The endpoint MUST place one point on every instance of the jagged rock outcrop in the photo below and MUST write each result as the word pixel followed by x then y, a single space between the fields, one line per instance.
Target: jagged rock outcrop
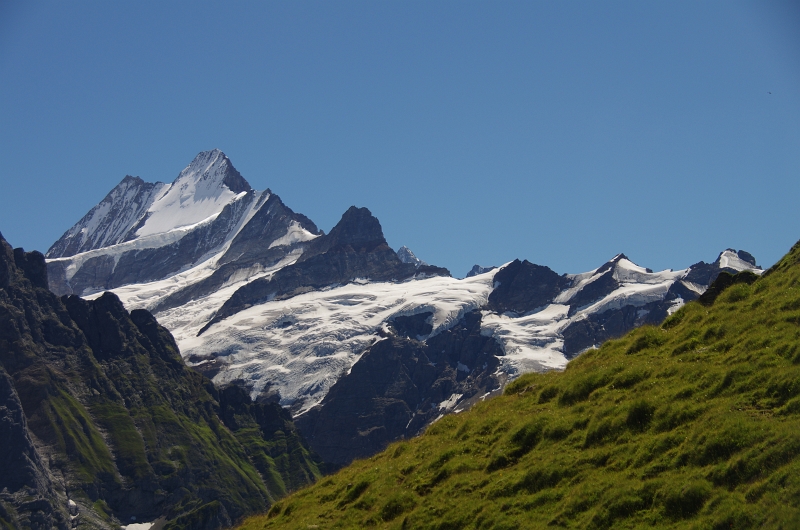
pixel 400 385
pixel 354 249
pixel 101 420
pixel 521 286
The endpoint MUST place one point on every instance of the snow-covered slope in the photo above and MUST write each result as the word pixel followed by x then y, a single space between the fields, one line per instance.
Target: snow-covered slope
pixel 110 222
pixel 256 295
pixel 198 195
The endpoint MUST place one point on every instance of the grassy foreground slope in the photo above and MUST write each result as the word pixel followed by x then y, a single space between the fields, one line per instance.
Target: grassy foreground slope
pixel 695 424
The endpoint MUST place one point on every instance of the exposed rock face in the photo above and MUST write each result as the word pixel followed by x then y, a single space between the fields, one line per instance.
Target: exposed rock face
pixel 477 269
pixel 259 297
pixel 522 286
pixel 145 232
pixel 354 249
pixel 110 221
pixel 598 327
pixel 400 385
pixel 406 256
pixel 28 499
pixel 98 408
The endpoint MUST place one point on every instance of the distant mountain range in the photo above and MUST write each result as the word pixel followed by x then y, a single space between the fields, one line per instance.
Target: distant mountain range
pixel 102 423
pixel 365 345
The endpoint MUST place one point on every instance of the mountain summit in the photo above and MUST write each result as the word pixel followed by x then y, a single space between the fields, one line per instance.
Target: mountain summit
pixel 349 334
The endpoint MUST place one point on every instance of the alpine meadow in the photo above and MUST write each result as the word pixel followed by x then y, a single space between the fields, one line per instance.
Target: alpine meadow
pixel 692 424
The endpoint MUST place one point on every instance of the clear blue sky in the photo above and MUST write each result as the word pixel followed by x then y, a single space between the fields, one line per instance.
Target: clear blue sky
pixel 477 132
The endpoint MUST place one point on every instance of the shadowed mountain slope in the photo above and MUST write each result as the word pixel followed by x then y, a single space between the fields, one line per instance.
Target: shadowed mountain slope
pixel 102 421
pixel 692 424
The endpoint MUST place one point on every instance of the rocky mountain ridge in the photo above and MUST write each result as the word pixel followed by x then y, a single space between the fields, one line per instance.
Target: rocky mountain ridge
pixel 256 295
pixel 102 423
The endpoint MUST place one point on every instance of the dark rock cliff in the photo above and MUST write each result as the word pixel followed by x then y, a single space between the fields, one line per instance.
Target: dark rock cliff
pixel 354 248
pixel 101 421
pixel 400 385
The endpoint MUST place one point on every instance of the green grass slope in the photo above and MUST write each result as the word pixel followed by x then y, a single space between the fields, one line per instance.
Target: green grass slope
pixel 694 424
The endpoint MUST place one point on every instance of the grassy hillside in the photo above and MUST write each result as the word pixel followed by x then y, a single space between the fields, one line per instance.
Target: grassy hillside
pixel 694 424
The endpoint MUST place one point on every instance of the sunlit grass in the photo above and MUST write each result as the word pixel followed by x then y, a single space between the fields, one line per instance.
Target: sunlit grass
pixel 694 424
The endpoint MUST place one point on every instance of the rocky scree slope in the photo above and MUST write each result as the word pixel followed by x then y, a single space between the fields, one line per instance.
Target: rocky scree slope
pixel 257 296
pixel 101 421
pixel 690 424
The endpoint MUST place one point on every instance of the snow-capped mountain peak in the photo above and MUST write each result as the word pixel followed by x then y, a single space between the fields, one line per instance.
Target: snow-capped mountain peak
pixel 199 194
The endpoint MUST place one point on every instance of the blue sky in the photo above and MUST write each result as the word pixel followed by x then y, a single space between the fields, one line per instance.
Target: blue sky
pixel 477 132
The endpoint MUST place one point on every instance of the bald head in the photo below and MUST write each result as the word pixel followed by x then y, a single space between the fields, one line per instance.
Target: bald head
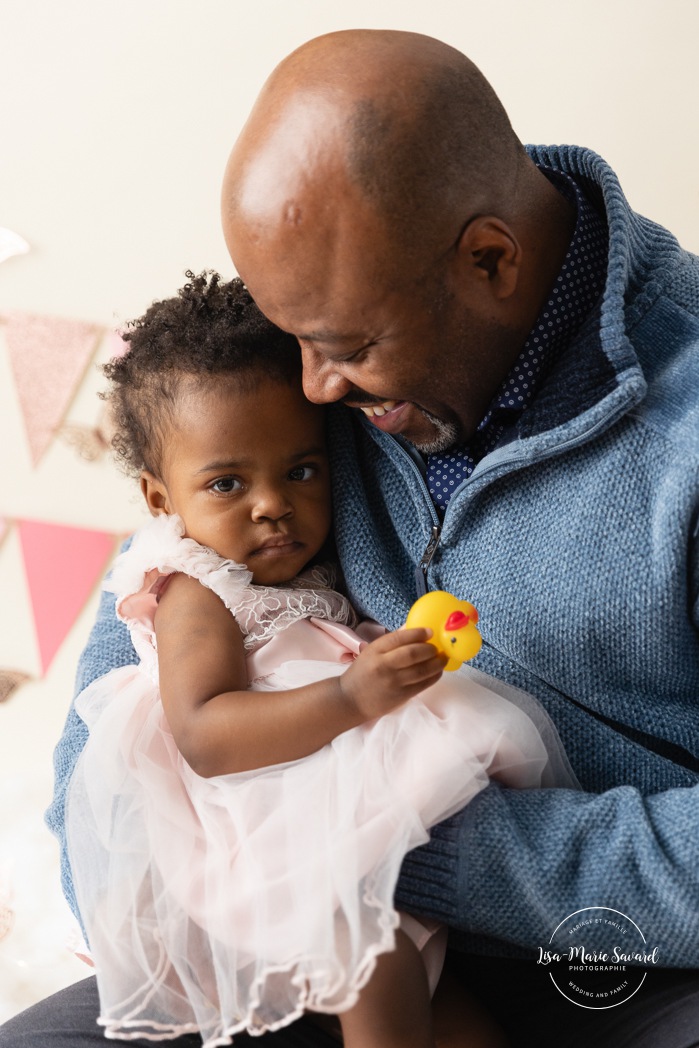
■ ■ ■ ■ ■
▸ Requirements: Please rewrite all the items above with "endpoint" swapped for "annotator" and everything else unchanged. Leave the pictures out.

▸ Solved exercise:
The annotator MUST place one point on every instance of the jagged rock outcrop in the photo below and MUST write each result as the word pixel followed by x then y, a single space between the fields, one line per instance.
Target: jagged rock outcrop
pixel 400 385
pixel 354 249
pixel 101 420
pixel 521 286
The annotator MUST place one point on every instance of the snow-covered slope in the photo above and MUST write each result as the word pixel followed by x then y, a single space between the fields, one line per instance.
Target: snow-covered slope
pixel 110 222
pixel 256 295
pixel 198 195
The annotator MUST place one point on every instance of the grassy foreground slope in the photo above and MUST write each result as the word pixel followed by x then y, a single space between the fields, one line per instance.
Target: grassy foreground slope
pixel 695 424
The annotator MUST place one point on every instance of the exposed rock face in the photo above and MUST write each result as the word pixel followed by x then y, a single space between the fields, one line per instance.
Target: exposed rock face
pixel 477 269
pixel 259 297
pixel 522 286
pixel 145 232
pixel 354 249
pixel 110 221
pixel 598 327
pixel 400 385
pixel 406 256
pixel 28 499
pixel 98 408
The annotator MUST place one point on every instance of the distant mountain range in the photo above and MUST write each result as the word pixel followed by x then y, a single space between the fields, one line per instance.
Target: distant mountain range
pixel 102 423
pixel 365 345
The annotator MUST place one point on every instance of the mountain summit in the photo above and MUST write each result as the word pixel followed by x then y, a single space between the fields, one line per instance.
Target: mountain summit
pixel 349 334
The annotator MUST place one point on every instance of the alpine meadow in the photo above and MUST write each result as the word pixel followed by x then y, a single space between the fields, one line per instance.
Target: alpine meadow
pixel 692 424
The annotator MUST place one point on every instance of the clear blue sky in the photo above and MUST write each result as the word pixel followed by x then y, a single space between the fields, one line per instance.
Target: clear blue sky
pixel 477 132
The annotator MUST place one point on every instance of the shadowed mountain slope in the photo above and MUST write each result as the word pixel followed by x then y, a single space between the fields, one line per instance.
Target: shadowed mountain slope
pixel 102 421
pixel 692 424
The annotator MUST place one point on every instance of the rocky mountain ridge in the photo above and MUST write each result as the word pixel followed by x then y, a single space between the fields, one line per instance.
Target: rocky mountain ridge
pixel 256 295
pixel 102 423
The annotator MUST place one point on every instance of the dark rock cliff in the photo above and MUST write each result as the word pixel followed by x then y, a single space between the fields, one line per instance.
Target: dark rock cliff
pixel 354 248
pixel 101 421
pixel 400 385
The annotator MUST place one point on every instance of the green grass slope in the photo above and MUST write each result as the word pixel followed by x then y, a single space between the fields, one line per instance.
Target: green grass slope
pixel 694 424
The annotator MUST place one point on every instance of the grassy hillside in the photo above and MUST write each result as the word pixel followed by x then y, a single space between the fields, one line per instance.
Target: grassy hillside
pixel 694 424
The annotator MUST place one point on every instance of the sunlit grass in the photo above and MUST write each result as the word pixel followed by x then y, a single space between the fields, one line per instance.
Target: sunlit grass
pixel 694 424
The annotator MUST place one point on every instance of the rocky scree slope in the photo above and MUST write each result as the word pixel followed by x then y, a single space between the fields, one line per instance.
Target: rocky scree slope
pixel 257 296
pixel 101 421
pixel 690 424
The annotator MUST place one point on every instance of the snow-capped mountain peak in the photo above and MUST write each result as the word pixel followed by x then y, a single space between the fields, one line per instance.
Target: snow-capped mountain peak
pixel 199 194
The annotator MUST place one point on every instance of the blue sky in the photo above and MUST write each result as the word pixel followed by x then y, a single space between the fields, one line per instance.
Target: blue sky
pixel 477 132
The annotator MUST place one point on every instance of the bald head in the photo below and MUST write each result as the word pixel followed by x then y, a single space between the fields, one line per instance.
Target: bald head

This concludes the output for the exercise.